» **Work task**
Please return every line of the records that contains the word "pitch".

» **Extracted information**
□ □ □ □ □
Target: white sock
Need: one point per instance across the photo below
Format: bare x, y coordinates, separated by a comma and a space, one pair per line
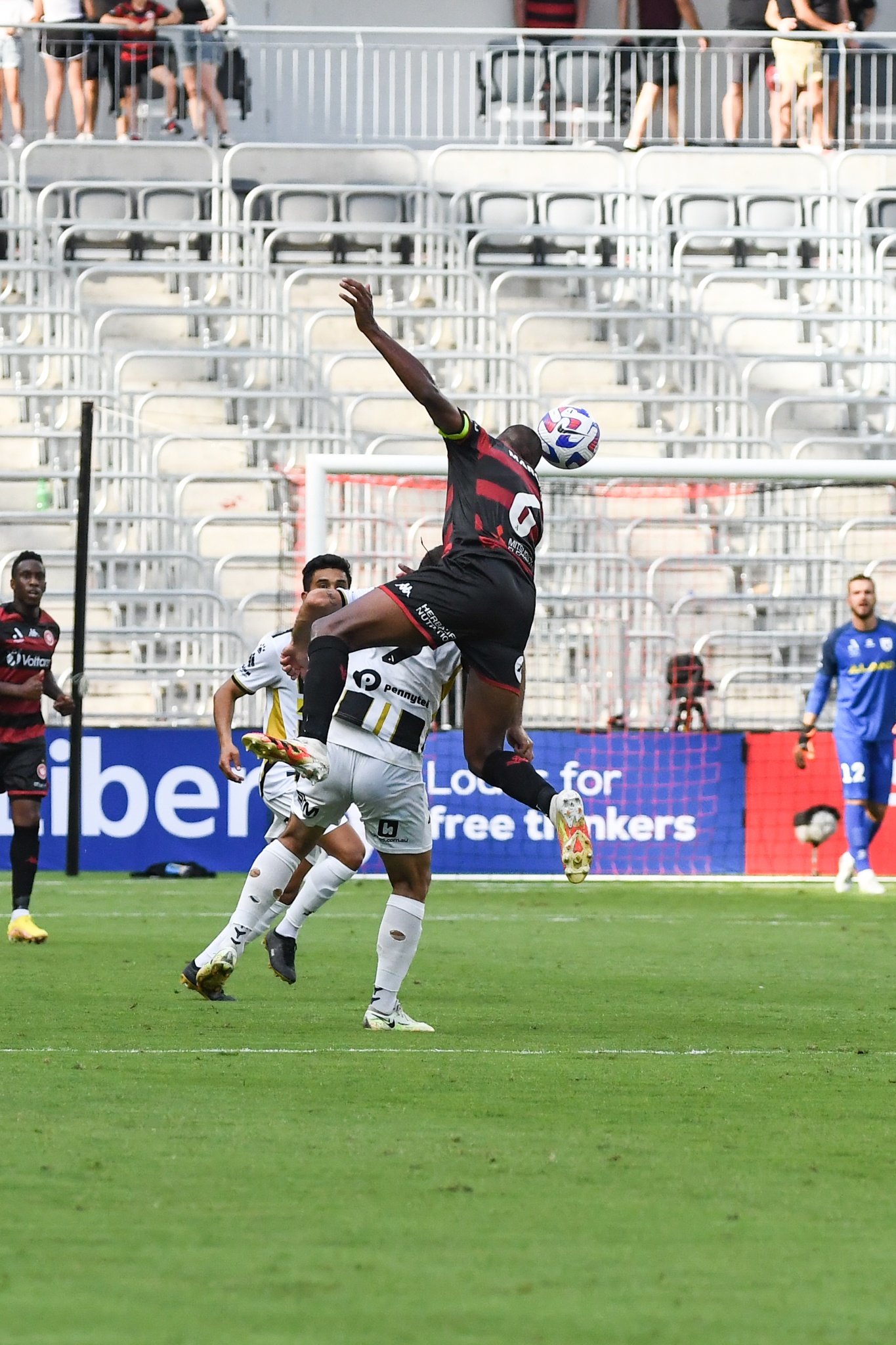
326, 879
267, 920
268, 879
395, 947
265, 917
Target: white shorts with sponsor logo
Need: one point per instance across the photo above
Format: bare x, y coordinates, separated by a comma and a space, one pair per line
280, 795
390, 798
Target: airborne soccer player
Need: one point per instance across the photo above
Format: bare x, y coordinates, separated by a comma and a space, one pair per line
481, 596
27, 640
861, 655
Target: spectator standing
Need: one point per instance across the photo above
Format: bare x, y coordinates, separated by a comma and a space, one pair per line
800, 61
203, 54
658, 61
139, 60
14, 15
744, 16
101, 57
551, 15
62, 46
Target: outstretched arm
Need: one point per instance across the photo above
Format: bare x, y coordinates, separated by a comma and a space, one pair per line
816, 701
314, 606
418, 381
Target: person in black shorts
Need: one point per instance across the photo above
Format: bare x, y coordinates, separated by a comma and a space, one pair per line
743, 57
140, 55
27, 640
64, 43
658, 62
481, 596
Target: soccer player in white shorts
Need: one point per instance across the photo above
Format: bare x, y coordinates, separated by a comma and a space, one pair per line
341, 850
378, 735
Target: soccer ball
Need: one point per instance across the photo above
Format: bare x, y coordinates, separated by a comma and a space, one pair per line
570, 436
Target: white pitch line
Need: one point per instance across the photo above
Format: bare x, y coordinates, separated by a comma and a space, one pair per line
422, 1051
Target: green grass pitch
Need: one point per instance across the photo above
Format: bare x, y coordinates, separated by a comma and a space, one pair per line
656, 1113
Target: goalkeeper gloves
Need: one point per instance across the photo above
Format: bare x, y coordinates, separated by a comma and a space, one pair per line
805, 751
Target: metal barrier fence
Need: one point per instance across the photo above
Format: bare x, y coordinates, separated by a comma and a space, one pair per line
427, 87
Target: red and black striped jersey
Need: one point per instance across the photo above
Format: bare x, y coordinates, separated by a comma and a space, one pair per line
550, 14
494, 499
26, 648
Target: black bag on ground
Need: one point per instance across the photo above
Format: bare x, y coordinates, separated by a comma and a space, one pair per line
175, 870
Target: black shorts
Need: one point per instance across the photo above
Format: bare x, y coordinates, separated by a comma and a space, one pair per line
65, 42
131, 72
658, 61
484, 603
101, 51
739, 49
23, 768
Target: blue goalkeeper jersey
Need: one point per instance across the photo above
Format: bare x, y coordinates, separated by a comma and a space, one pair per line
864, 663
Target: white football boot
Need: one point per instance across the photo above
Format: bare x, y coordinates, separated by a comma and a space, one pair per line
845, 872
567, 820
870, 884
394, 1021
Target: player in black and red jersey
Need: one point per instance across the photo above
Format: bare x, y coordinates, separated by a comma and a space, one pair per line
27, 640
481, 596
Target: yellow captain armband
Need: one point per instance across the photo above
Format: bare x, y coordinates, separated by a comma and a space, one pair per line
463, 432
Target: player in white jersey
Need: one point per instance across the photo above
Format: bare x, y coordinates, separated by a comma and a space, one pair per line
382, 724
341, 850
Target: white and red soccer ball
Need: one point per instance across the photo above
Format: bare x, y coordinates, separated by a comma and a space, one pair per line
570, 436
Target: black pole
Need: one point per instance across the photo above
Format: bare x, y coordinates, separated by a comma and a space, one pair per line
79, 636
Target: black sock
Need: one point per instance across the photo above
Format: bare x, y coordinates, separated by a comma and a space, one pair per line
519, 779
324, 682
24, 849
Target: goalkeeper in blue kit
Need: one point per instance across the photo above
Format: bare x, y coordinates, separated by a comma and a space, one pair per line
□ □ □ □ □
» **Answer for the task**
Target: white pitch line
Target: green grass pitch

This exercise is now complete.